**Challenge**: Reproduce every line of the records below word for word, omitting the pictures.

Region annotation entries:
-- Begin --

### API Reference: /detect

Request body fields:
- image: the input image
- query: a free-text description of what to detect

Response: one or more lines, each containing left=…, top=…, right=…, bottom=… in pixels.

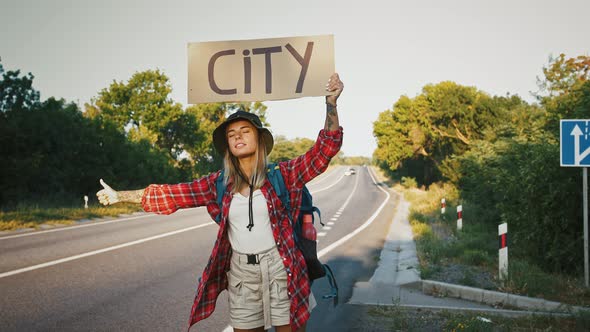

-- End --

**Final result**:
### API Reference: /detect

Request body fields:
- image: the input image
- query: a free-text description of what to detect

Response: one or more lines, each containing left=…, top=…, right=…, bottom=… in pixels.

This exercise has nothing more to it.